___ DATASET ___

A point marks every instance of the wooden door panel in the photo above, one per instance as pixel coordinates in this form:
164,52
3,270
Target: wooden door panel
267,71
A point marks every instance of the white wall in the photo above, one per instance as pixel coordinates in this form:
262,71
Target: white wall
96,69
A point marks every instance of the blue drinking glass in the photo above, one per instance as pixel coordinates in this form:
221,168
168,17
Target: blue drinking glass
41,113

___
___ DATASET ___

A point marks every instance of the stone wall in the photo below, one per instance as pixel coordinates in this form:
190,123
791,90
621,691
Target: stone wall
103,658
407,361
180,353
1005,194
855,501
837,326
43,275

___

» WHAT IS NEEDED
Counting only lines that contain the string "form", how many are there in the data above? Give the number alone.

» WRITTEN RESPONSE
4